* What is expected
All lines of the records below that contain the word "front" must be listed.

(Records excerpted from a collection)
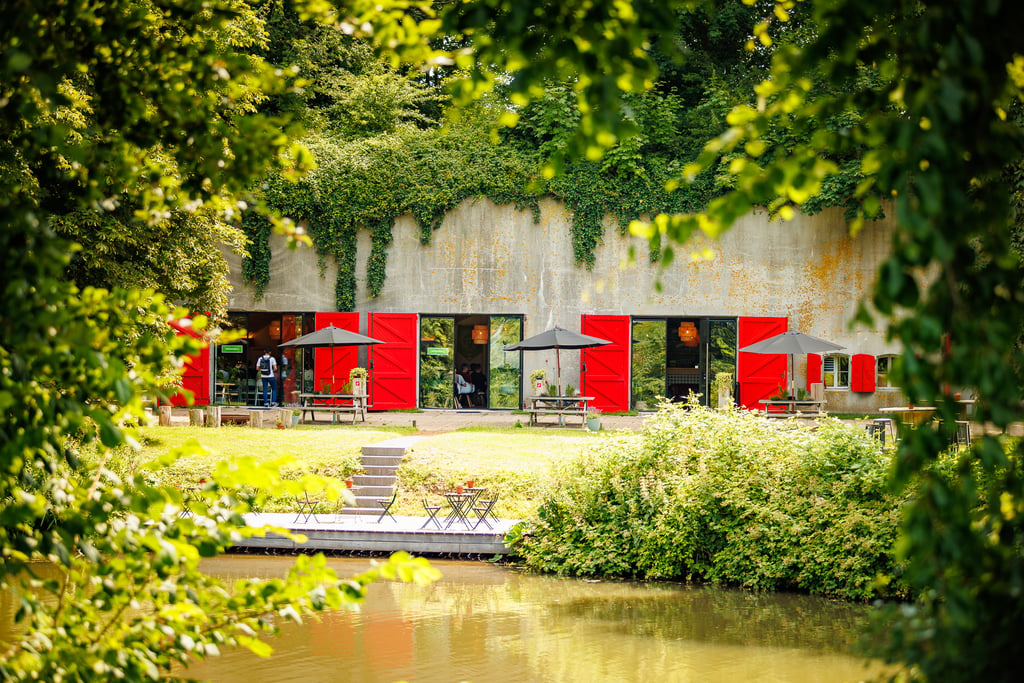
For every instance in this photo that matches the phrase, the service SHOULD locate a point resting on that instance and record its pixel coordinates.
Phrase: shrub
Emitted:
(730, 498)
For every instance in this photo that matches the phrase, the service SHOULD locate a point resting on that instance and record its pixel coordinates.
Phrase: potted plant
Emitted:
(357, 378)
(539, 378)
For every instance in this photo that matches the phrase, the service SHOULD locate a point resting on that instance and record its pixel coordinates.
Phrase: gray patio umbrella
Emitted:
(557, 338)
(791, 343)
(330, 337)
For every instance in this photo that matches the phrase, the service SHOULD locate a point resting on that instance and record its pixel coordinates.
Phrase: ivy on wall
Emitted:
(256, 262)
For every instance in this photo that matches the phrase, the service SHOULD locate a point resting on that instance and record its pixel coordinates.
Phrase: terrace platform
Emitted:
(360, 534)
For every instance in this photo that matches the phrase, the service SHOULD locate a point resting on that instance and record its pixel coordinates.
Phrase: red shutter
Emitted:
(605, 370)
(813, 370)
(331, 366)
(392, 365)
(760, 375)
(196, 377)
(862, 373)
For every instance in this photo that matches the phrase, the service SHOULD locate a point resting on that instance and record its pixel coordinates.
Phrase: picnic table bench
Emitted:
(559, 406)
(333, 402)
(793, 407)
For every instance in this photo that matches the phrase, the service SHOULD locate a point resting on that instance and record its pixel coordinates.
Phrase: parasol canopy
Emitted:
(791, 343)
(557, 338)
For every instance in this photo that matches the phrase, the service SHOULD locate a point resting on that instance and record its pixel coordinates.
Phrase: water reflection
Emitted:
(482, 623)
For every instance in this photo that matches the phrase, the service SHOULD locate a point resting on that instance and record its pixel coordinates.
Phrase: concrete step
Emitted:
(360, 511)
(379, 471)
(380, 461)
(371, 501)
(384, 451)
(375, 480)
(373, 492)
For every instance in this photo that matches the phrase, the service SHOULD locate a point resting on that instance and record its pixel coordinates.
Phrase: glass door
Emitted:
(437, 360)
(649, 360)
(721, 359)
(505, 375)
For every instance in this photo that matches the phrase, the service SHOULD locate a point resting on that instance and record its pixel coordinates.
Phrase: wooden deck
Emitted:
(363, 534)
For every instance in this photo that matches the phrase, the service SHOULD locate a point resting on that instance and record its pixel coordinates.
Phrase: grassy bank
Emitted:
(516, 463)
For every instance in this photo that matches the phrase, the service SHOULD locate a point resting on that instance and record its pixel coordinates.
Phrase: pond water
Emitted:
(486, 623)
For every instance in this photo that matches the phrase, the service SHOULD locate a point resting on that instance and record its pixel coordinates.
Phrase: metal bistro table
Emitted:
(326, 402)
(560, 406)
(461, 504)
(908, 416)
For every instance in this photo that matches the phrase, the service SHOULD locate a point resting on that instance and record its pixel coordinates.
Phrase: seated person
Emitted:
(463, 389)
(479, 382)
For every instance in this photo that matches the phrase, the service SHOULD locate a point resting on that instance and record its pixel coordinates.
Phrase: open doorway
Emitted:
(673, 357)
(473, 347)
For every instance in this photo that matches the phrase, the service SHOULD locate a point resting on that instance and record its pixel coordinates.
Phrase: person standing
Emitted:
(266, 367)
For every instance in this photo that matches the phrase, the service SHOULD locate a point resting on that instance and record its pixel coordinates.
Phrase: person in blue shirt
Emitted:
(267, 368)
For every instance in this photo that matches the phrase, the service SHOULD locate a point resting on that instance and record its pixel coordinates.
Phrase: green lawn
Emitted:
(515, 463)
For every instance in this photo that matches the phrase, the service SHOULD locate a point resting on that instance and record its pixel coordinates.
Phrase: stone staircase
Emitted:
(380, 464)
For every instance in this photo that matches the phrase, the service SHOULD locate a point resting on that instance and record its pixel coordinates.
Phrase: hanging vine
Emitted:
(256, 263)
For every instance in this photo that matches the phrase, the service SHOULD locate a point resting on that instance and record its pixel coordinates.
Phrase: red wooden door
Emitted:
(605, 370)
(760, 375)
(196, 377)
(392, 365)
(331, 366)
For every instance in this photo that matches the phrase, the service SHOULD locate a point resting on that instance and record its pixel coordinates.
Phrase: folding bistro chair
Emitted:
(386, 504)
(485, 508)
(877, 431)
(432, 510)
(963, 435)
(307, 508)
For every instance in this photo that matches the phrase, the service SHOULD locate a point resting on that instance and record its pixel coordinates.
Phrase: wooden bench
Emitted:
(354, 403)
(791, 408)
(559, 406)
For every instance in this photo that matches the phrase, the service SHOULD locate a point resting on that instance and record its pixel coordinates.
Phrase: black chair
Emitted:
(876, 430)
(963, 435)
(386, 504)
(432, 510)
(484, 509)
(307, 508)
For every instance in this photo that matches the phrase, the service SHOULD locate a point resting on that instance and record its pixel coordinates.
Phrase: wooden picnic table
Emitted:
(333, 402)
(559, 406)
(911, 416)
(792, 407)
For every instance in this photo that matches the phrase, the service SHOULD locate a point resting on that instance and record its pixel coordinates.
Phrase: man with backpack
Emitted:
(266, 367)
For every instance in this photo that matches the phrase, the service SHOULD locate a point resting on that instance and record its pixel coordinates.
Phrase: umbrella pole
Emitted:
(558, 366)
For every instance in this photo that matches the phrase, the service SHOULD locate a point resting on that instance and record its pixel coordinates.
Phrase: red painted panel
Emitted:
(862, 373)
(760, 375)
(813, 370)
(605, 370)
(392, 365)
(196, 377)
(331, 366)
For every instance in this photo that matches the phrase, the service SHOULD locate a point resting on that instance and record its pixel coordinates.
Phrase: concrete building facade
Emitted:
(492, 275)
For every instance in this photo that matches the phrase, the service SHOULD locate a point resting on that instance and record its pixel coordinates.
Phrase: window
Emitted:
(885, 365)
(836, 371)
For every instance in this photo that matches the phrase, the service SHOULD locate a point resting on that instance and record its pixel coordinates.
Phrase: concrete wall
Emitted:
(495, 259)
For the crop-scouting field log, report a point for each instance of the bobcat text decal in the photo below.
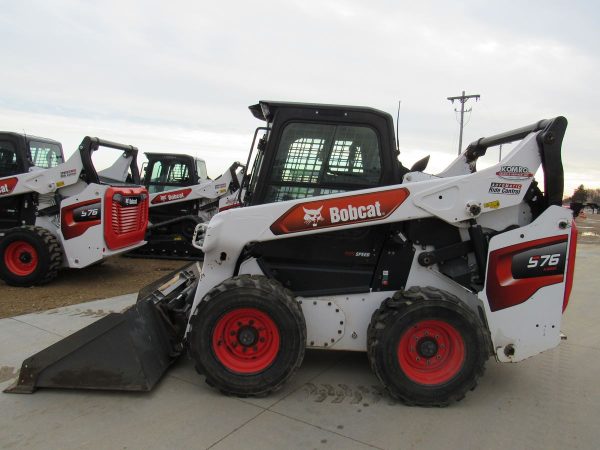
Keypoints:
(170, 196)
(340, 211)
(7, 185)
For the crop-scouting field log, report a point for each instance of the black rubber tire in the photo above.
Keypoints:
(397, 316)
(270, 298)
(48, 251)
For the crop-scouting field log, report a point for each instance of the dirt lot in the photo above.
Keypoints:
(120, 275)
(116, 276)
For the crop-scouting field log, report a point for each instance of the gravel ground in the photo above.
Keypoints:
(116, 276)
(120, 275)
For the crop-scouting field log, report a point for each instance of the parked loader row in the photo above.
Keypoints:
(338, 246)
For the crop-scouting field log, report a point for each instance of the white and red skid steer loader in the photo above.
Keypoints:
(56, 214)
(430, 277)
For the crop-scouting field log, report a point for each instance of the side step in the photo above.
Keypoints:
(127, 351)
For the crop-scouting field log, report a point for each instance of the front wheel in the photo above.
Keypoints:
(427, 347)
(29, 256)
(248, 336)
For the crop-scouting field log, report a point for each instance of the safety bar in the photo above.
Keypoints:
(91, 144)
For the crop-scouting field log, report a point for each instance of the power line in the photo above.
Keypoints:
(463, 99)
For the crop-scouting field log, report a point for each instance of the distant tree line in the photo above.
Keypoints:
(583, 195)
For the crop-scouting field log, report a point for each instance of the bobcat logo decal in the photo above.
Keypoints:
(313, 216)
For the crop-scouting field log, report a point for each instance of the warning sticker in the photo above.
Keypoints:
(514, 173)
(505, 188)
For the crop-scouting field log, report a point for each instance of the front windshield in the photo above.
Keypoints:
(45, 154)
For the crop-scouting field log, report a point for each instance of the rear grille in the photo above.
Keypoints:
(127, 219)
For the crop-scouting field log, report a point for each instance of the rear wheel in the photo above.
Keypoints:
(248, 336)
(29, 256)
(427, 347)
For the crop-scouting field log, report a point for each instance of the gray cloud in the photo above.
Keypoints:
(179, 76)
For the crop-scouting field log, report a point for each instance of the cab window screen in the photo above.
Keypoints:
(8, 159)
(319, 159)
(45, 154)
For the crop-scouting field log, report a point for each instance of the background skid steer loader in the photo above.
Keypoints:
(430, 277)
(57, 214)
(181, 197)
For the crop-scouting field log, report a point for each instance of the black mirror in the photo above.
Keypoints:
(420, 165)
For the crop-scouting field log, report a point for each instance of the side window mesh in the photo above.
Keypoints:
(319, 159)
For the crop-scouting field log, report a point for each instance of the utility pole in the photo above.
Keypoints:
(462, 99)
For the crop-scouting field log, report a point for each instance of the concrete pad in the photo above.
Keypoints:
(66, 320)
(544, 402)
(315, 363)
(176, 415)
(17, 341)
(270, 430)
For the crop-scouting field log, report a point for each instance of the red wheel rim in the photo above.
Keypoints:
(431, 352)
(245, 340)
(20, 258)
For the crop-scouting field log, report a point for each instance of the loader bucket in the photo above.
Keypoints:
(128, 351)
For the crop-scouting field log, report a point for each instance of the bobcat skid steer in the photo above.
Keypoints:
(429, 277)
(57, 214)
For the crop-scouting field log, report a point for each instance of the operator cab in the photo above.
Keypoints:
(309, 150)
(166, 171)
(19, 153)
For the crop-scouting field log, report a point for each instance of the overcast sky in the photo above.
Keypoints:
(178, 76)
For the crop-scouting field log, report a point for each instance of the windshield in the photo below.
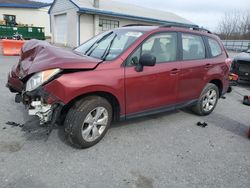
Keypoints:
(108, 45)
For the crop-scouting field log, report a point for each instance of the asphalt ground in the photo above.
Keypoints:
(164, 150)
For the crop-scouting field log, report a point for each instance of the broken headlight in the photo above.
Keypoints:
(40, 78)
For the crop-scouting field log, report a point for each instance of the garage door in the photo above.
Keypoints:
(61, 29)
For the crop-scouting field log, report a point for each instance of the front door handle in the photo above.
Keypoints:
(208, 66)
(174, 71)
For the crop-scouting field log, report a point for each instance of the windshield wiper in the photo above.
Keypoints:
(92, 48)
(107, 50)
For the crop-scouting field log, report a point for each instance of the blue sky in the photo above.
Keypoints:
(204, 13)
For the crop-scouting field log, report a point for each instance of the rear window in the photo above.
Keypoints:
(214, 47)
(193, 47)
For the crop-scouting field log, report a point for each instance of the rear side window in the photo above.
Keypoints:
(214, 47)
(193, 47)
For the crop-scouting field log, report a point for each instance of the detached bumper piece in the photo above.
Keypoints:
(246, 100)
(43, 111)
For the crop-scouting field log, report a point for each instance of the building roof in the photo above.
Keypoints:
(23, 4)
(129, 11)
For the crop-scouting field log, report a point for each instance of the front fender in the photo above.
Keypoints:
(70, 86)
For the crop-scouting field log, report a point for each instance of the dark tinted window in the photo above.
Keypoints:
(214, 47)
(193, 47)
(163, 46)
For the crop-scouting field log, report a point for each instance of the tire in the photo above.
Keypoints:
(87, 121)
(209, 91)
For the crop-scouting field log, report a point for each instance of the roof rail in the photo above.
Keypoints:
(193, 27)
(129, 25)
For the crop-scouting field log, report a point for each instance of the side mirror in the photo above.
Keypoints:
(146, 60)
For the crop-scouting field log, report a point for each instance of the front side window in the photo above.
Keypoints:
(109, 45)
(163, 46)
(10, 19)
(214, 47)
(193, 47)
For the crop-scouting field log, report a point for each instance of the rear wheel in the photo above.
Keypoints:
(88, 121)
(207, 100)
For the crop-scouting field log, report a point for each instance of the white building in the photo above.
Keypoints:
(75, 21)
(27, 13)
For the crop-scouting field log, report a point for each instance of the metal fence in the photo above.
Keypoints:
(236, 45)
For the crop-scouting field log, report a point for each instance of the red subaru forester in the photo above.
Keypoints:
(120, 74)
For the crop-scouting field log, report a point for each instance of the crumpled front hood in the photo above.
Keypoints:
(38, 56)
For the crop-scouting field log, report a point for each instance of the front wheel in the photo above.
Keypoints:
(88, 121)
(207, 100)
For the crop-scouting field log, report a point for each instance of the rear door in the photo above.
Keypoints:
(194, 67)
(156, 86)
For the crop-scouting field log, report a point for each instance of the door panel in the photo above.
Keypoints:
(194, 67)
(156, 86)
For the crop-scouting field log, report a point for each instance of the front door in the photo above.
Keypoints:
(194, 68)
(154, 87)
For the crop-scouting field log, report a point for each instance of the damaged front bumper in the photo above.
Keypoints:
(42, 104)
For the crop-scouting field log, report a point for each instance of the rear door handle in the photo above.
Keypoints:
(174, 71)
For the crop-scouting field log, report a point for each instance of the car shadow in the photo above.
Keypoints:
(142, 119)
(227, 123)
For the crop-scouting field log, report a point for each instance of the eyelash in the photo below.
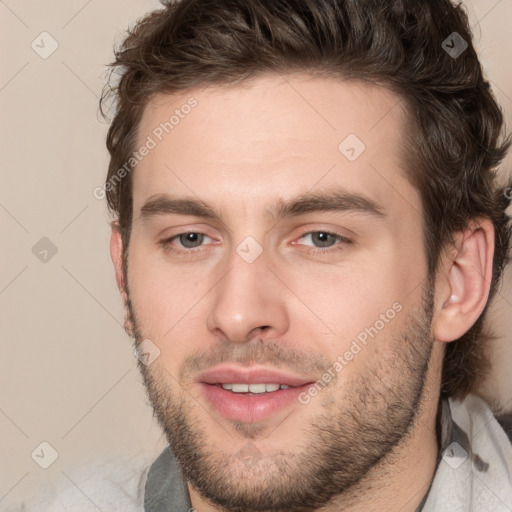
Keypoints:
(167, 243)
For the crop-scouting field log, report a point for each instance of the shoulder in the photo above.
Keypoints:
(505, 420)
(479, 421)
(116, 485)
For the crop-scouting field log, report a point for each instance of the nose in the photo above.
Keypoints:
(248, 301)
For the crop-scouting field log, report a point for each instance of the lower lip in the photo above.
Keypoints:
(250, 408)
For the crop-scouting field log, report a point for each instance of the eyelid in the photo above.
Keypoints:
(342, 242)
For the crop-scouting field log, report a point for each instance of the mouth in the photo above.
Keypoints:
(252, 394)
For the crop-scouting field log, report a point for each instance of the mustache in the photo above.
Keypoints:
(258, 351)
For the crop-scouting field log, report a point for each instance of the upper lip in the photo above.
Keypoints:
(231, 374)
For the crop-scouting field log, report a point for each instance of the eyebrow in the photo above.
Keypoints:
(311, 202)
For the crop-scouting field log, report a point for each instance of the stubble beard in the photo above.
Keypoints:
(342, 444)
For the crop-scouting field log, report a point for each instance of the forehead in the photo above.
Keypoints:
(273, 137)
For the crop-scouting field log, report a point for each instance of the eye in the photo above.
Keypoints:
(323, 241)
(188, 241)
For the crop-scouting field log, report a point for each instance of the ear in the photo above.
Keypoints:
(116, 253)
(463, 280)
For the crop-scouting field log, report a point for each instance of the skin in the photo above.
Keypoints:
(240, 150)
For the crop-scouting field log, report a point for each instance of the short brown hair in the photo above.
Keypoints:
(454, 143)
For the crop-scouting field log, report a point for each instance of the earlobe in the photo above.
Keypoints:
(464, 281)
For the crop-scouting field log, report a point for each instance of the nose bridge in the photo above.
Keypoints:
(249, 296)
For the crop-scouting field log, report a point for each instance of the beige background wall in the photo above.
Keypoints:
(67, 373)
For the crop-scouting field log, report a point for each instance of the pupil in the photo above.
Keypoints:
(323, 238)
(189, 239)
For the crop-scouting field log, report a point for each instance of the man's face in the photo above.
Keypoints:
(332, 296)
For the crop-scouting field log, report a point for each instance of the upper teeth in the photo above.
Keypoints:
(254, 388)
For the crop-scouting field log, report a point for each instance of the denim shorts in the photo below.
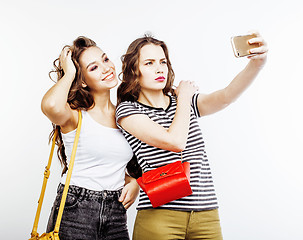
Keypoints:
(90, 215)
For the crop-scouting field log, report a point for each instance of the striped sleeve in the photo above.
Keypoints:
(126, 109)
(194, 105)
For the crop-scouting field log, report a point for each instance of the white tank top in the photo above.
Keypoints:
(101, 158)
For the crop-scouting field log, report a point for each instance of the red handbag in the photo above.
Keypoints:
(166, 183)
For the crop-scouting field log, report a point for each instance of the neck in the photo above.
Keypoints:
(154, 99)
(102, 101)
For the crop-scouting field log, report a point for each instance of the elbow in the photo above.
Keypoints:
(48, 106)
(178, 146)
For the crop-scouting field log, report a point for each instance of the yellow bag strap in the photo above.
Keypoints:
(46, 176)
(69, 174)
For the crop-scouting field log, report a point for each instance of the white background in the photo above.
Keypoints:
(255, 145)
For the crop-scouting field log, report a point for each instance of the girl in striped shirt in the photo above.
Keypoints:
(160, 123)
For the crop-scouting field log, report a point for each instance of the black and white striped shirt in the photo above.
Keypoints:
(149, 157)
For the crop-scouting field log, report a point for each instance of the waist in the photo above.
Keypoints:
(83, 193)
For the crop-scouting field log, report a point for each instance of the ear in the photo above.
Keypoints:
(84, 85)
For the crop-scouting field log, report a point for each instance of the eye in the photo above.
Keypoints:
(93, 68)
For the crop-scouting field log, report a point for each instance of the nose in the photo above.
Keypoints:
(159, 69)
(105, 68)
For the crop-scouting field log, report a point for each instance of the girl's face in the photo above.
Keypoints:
(99, 72)
(153, 68)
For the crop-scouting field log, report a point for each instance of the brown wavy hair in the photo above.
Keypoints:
(78, 97)
(129, 89)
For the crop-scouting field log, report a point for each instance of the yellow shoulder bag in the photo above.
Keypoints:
(54, 235)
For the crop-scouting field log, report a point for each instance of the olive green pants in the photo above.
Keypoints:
(162, 224)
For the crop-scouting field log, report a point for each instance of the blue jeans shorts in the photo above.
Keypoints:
(90, 215)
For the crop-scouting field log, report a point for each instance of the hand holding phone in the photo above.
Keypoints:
(241, 45)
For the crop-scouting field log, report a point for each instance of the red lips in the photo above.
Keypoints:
(160, 78)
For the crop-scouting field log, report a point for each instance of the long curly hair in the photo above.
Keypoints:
(78, 97)
(129, 89)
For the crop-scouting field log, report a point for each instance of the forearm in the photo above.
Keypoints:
(55, 99)
(180, 126)
(242, 81)
(128, 179)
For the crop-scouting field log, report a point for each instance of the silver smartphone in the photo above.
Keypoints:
(241, 46)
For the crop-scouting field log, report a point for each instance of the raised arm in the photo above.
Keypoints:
(54, 103)
(173, 138)
(216, 101)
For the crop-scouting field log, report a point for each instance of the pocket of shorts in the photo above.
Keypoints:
(71, 201)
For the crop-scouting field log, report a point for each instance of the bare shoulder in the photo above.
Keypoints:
(71, 123)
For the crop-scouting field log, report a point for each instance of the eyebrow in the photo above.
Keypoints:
(94, 61)
(152, 60)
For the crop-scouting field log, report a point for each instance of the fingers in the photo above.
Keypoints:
(126, 199)
(66, 52)
(261, 51)
(122, 196)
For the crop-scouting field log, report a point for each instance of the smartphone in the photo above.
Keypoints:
(241, 46)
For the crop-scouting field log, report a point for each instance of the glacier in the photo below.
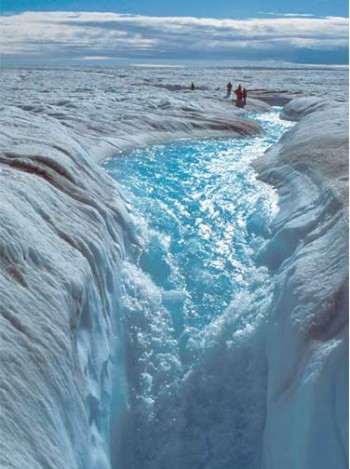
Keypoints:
(66, 230)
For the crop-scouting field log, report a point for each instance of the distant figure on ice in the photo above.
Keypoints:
(239, 96)
(244, 96)
(229, 89)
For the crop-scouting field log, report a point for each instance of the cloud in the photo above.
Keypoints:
(42, 36)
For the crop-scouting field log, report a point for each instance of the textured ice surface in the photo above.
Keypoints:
(195, 303)
(64, 230)
(307, 336)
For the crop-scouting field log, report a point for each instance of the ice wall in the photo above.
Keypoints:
(62, 231)
(307, 339)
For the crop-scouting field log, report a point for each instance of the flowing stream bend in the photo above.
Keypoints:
(195, 303)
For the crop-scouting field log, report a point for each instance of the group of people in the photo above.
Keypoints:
(241, 94)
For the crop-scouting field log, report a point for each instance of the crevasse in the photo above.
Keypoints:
(64, 231)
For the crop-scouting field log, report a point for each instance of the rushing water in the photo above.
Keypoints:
(194, 302)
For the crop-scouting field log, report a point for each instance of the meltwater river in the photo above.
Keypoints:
(195, 300)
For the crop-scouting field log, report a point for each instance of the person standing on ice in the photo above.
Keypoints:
(239, 96)
(229, 89)
(244, 96)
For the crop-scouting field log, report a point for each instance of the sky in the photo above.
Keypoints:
(196, 32)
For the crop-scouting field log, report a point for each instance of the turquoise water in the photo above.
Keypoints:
(191, 287)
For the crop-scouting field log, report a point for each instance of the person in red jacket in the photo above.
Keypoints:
(239, 96)
(244, 96)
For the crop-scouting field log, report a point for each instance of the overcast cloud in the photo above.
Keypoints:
(58, 36)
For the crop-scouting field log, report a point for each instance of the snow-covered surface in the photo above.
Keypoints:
(63, 231)
(307, 341)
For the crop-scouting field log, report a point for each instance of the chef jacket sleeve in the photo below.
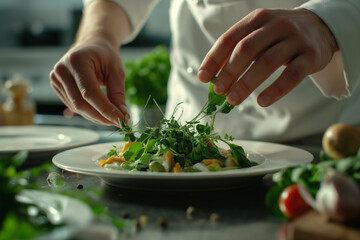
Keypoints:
(343, 72)
(137, 10)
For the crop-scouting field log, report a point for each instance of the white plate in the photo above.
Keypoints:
(270, 156)
(43, 138)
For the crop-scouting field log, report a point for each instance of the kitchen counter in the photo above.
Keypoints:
(237, 213)
(241, 212)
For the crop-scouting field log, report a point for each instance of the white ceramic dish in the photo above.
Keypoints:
(38, 139)
(270, 156)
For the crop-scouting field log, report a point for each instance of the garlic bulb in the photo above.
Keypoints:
(338, 197)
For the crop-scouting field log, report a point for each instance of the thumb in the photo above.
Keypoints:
(115, 88)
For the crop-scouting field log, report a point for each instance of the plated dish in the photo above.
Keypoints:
(37, 139)
(270, 158)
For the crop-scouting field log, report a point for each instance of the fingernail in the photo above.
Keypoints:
(219, 87)
(264, 100)
(204, 76)
(233, 98)
(124, 108)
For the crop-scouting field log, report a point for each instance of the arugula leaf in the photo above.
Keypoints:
(134, 152)
(240, 156)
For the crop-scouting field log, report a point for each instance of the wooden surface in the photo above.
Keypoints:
(314, 226)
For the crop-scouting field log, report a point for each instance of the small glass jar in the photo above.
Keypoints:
(19, 108)
(2, 117)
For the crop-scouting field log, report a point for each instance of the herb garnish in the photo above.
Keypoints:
(188, 144)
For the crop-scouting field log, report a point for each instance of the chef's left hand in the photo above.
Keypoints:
(265, 40)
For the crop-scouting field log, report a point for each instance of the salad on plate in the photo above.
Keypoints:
(175, 147)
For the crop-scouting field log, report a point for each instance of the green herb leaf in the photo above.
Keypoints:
(240, 156)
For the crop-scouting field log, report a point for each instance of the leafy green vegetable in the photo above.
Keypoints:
(310, 175)
(189, 143)
(15, 220)
(148, 76)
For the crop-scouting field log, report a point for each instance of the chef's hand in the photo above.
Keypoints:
(266, 40)
(78, 76)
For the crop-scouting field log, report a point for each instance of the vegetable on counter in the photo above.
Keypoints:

* Result of the task
For the crop-scouting field log, report a point for each instance of the front wheel in the photo above.
For the crop-scouting field log, report a point for each instance of the front windshield in the photo above.
For the crop-scouting field log, report a point for each instance of the front door handle in the photo above.
For the crop-scouting field log, report a point for each instance of the front fender in the photo above.
For the crop-scouting field log, report a point for each instance of the front side window in the photo above.
For the crop-scouting field log, report a point for each instance of the crumpled front hood in the photo above.
For the crop-scouting field log, report a point for each instance of the front wheel in the photo above.
For the crop-scouting field log, report a point for each instance of the front door in the photo above.
For the crop-scouting field log, report a point for each instance of the damaged front bumper in the photo above.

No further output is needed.